**Provided passage**
You’re only half done. The next section deals with telling Pacemaker how to deal with the connectivity status that ocf:pacemaker:ping is recording.

9.4.2.2. Tell Pacemaker How to Interpret the Connectivity Data

Important

Before attempting the following, make sure you understand Chapter 8, Rules.
There are a number of ways to use the connectivity data.
The most common setup is for people to have a single ping target (e.g. the service network’s default gateway), to prevent the cluster from running a resource on any unconnected node.

Example 9.3. Don’t run a resource on unconnected nodes

<rsc_location id="WebServer-no-connectivity" rsc="Webserver">
   <rule id="ping-exclude-rule" score="-INFINITY" >
    <expression id="ping-exclude" attribute="pingd" operation="not_defined"/>
   </rule>
</rsc_location>

A more complex setup is to have a number of ping targets configured. You can require the cluster to only run resources on nodes that can connect to all (or a minimum subset) of them.

Example 9.4. Run only on nodes connected to three or more ping targets.

<primitive id="ping" provider="pacemaker" class="ocf" type="ping">
... <!-- omitting some configuration to highlight important parts -->
      <nvpair id="pingd-multiplier" name="multiplier" value="1000"/>
...
</primitive>
...
<rsc_location id="WebServer-connectivity" rsc="Webserver">
   <rule id="ping-prefer-rule" score="-INFINITY" >
      <expression id="ping-prefer" attribute="pingd" operation="lt" value="3000"/>
   </rule>
</rsc_location>

Alternatively, you can tell the cluster only to prefer nodes with the best connectivity. Just be sure to set multiplier to a value higher than that of resource-stickiness (and don’t set either of them to INFINITY).

Example 9.5. Prefer the node with the most connected ping nodes

<rsc_location id="WebServer-connectivity" rsc="Webserver">
   <rule id="ping-prefer-rule" score-attribute="pingd" >
    <expression id="ping-prefer" attribute="pingd" operation="defined"/>
   </rule>
</rsc_location>

It is perhaps easier to think of this in terms of the simple constraints that the cluster translates it into. For example, if sles-1 is connected to all five ping nodes but sles-2 is only connected to two, then it would be as if you instead had the following constraints in your configuration:

Example 9.6. How the cluster translates the above location constraint

<rsc_location id="ping-1" rsc="Webserver" node="sles-1" score="5000"/>
<rsc_location id="ping-2" rsc="Webserver" node="sles-2" score="2000"/>

The advantage is that you don’t have to manually update any constraints whenever your network connectivity changes.
You can also combine the concepts above into something even more complex. The example below shows how you can prefer the node with the most connected ping nodes provided they have connectivity to at least three (again assuming that multiplier is set to 1000).

**Data supplied**

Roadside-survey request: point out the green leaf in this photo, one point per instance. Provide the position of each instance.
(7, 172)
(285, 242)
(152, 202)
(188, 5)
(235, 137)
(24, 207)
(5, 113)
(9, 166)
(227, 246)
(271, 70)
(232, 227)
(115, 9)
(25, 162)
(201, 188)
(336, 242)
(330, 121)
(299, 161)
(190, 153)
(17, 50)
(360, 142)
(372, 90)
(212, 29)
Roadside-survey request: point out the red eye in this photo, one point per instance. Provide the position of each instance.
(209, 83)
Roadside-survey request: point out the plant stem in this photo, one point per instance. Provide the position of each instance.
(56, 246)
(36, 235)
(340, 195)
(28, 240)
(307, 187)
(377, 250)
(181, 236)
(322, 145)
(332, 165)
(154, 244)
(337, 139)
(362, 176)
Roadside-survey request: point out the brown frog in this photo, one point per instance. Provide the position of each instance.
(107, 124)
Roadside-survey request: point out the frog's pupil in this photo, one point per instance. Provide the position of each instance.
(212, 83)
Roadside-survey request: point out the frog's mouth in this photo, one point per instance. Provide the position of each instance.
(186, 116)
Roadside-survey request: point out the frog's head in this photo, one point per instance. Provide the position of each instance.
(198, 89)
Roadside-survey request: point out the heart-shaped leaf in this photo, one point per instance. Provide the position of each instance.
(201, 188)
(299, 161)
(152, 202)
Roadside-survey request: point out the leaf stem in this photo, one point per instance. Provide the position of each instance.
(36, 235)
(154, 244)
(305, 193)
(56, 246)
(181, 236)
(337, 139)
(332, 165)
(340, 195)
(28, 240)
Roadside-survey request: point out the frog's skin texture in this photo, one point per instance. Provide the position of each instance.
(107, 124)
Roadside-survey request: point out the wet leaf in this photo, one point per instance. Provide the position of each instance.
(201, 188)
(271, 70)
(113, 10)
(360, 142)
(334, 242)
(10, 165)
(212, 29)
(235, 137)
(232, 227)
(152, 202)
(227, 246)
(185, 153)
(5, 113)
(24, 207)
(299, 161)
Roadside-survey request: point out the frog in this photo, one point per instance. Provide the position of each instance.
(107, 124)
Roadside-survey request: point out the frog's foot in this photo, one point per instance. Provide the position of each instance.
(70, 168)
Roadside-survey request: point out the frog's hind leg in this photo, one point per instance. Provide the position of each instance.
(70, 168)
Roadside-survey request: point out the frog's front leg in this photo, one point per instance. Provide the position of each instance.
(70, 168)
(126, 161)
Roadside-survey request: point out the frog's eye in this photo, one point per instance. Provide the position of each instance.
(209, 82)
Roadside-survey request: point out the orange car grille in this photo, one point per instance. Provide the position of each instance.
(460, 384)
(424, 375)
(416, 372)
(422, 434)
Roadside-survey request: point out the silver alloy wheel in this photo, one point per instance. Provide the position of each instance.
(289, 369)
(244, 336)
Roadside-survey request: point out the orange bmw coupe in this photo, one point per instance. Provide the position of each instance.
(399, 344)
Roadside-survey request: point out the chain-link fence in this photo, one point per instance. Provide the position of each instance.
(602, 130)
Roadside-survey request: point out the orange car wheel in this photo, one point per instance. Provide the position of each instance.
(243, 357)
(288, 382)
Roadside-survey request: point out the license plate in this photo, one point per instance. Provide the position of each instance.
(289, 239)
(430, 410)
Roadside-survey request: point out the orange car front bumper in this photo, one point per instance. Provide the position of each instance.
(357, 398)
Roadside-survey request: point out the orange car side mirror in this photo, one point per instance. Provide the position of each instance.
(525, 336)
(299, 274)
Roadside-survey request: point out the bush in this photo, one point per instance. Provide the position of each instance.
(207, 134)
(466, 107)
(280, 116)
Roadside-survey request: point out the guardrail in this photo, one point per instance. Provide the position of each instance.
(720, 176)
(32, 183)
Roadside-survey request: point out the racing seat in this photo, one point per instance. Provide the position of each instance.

**Short exercise**
Rewrite the passage on Pacemaker connectivity from "Example 9.3. Don’t run a" to "subset) of them.", changing "cluster" to "scheduler".

**Solution below**
Example 9.3. Don’t run a resource on unconnected nodes

<rsc_location id="WebServer-no-connectivity" rsc="Webserver">
   <rule id="ping-exclude-rule" score="-INFINITY" >
    <expression id="ping-exclude" attribute="pingd" operation="not_defined"/>
   </rule>
</rsc_location>

A more complex setup is to have a number of ping targets configured. You can require the scheduler to only run resources on nodes that can connect to all (or a minimum subset) of them.